- _WRITTEN PROBLEM 1_
Show every line of the entries below that contains the string "gray", copying each such line in full. Case counts.
-- Start of SELECTED TEXT --
Hello.

I'm stuck on a part in my program. Some numbers are adding up properly, others aren't. I assume the problem is that I'm using integers instead of doubles, however, how would you format the following in C?

How to describe it, it's like a chain. I have to take a percentage of an initial value and add it to the next number. Then take a percentage of the next number and add that to the next number. The numbers get pretty big, and the percentages vary, 5%, 10%, 30%. For the most part, everything works out nice and well, but theres a few numbers that are off by 1, either +1 or -1. If I try to add something like +0.5 after the statement it throws off other numbers. So, logically it seems reasonable I'd need to switch from ints to doubles, but that confuses me as to how the output will look. The output cannot be in decimal form. Can you take a double number and print it out as an integer would look?

Heres how the current int output looks:

printf("%4d", solution);

The 4 space format is necessary. Is there a way to take a type double number, say, 5.32 and make it appear on the output as just "5" yet still be formatted with the 4 spaces?

Yes, it is called casting. Consider the following:

double d1 = 5.21;
int num;
num = (int)d1;
printf("%.2d", (double)num);

Output = 5.00

Also, I wrote a decimal-to-integer function that allows you to convert decimal-to-integer rounding it off no matter how long the float portion of the number is.
Link to snippet: http://www.daniweb.com/code/snippet652.html
Code:

int Double2Integer(char *fnum) {     
  int integeri = atoi(fnum),i,j,k;     
  char hex = 0x30;     
  i=k=0;      
  while (fnum[i] != '.') i++;    
     j = strlen(fnum);     
     for (;j>i;j--) {     
       if (fnum[j] >= 5 && fnum[j] <= 9) {                 
        while (fnum[j-1] != hex)
-- End of SELECTED TEXT --
- _WRITTEN PROBLEM 2_
Resume the thread above about printing doubles as integers in C, picking up right after its last line.
-- Start of SUPPLIED INFORMATION --
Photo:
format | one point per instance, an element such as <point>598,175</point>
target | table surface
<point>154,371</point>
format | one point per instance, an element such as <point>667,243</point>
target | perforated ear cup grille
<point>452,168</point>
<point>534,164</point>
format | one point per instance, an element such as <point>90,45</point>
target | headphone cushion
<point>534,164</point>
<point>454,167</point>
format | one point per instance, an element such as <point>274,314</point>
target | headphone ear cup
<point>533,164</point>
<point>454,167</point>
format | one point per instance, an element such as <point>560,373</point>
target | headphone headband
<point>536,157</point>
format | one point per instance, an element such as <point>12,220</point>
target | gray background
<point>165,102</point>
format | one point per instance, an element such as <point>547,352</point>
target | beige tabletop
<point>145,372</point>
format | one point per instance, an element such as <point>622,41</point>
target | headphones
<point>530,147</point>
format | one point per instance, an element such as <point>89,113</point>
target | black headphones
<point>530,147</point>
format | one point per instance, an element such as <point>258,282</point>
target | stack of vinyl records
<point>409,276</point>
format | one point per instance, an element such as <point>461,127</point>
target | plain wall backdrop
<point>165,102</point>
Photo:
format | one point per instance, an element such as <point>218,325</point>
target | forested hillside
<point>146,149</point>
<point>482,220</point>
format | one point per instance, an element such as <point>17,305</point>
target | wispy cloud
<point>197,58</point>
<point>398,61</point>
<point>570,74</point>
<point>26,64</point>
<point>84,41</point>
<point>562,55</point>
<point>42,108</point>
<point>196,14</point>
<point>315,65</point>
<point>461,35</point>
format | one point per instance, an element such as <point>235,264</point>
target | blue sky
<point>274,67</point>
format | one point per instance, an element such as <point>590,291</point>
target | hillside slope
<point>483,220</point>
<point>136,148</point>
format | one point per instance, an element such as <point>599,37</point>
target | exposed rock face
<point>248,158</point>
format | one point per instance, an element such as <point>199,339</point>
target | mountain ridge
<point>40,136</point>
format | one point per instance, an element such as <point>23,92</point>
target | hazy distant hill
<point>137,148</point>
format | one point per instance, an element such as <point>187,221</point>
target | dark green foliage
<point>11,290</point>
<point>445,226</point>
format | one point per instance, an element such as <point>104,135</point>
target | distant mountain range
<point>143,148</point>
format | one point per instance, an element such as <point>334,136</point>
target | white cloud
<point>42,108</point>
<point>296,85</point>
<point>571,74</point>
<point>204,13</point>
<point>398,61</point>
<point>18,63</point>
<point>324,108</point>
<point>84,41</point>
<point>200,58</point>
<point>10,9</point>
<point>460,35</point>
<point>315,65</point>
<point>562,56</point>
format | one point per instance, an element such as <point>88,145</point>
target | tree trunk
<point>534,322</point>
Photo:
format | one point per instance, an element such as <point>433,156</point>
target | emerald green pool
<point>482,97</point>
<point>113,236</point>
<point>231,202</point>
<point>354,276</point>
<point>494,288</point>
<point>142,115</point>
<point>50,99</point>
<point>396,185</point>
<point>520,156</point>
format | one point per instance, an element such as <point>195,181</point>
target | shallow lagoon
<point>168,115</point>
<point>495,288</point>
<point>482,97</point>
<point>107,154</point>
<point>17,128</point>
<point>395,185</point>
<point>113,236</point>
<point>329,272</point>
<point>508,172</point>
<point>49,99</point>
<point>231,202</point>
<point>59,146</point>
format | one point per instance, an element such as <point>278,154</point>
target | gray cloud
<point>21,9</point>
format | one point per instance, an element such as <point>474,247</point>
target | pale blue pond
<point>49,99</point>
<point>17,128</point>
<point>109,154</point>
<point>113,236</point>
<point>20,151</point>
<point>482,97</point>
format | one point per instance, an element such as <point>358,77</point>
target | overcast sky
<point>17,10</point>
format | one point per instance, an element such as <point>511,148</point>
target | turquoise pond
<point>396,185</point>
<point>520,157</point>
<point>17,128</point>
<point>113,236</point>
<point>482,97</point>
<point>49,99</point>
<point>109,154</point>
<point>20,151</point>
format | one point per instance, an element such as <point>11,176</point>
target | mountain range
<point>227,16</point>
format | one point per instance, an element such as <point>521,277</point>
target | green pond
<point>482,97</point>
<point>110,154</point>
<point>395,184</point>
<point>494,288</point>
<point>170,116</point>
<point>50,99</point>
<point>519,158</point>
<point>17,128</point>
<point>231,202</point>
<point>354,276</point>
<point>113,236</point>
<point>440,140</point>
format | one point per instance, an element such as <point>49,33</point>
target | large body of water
-- End of SUPPLIED INFORMATION --
- _RESULT 1_
target | gray background
target | gray cloud

- _RESULT 2_
           hex++;                
           hex++;                
 fnum[j-1] = hex;      
 }     
}     
if (fnum[i+1] >= 5 && fnum[i+1] <= 9)       
integeri++;                
return integeri; 
}

The only downfall is that you have to conver the double to a
string of characters (i.e char a[] = "5.5421"). If that doesn't
answer you question, let me know.

Good luck, LamaBot

You could also do something like this:

printf("%4d", (int)ceil(solution - 0.5));

This'll print the rounded value without actually changing the double, so your other numbers should be fine.

#include for the ceil function

Infraction's way works as well. Here is just a simple way to convert from double to char to accommodate the latter option:

char dblBuf[8];
sprintf(dbBuf,"%4.2f",solution);
printf("%4d",Double2Integer(dbBuf));

It is good to have options if a given option is good in and of itself.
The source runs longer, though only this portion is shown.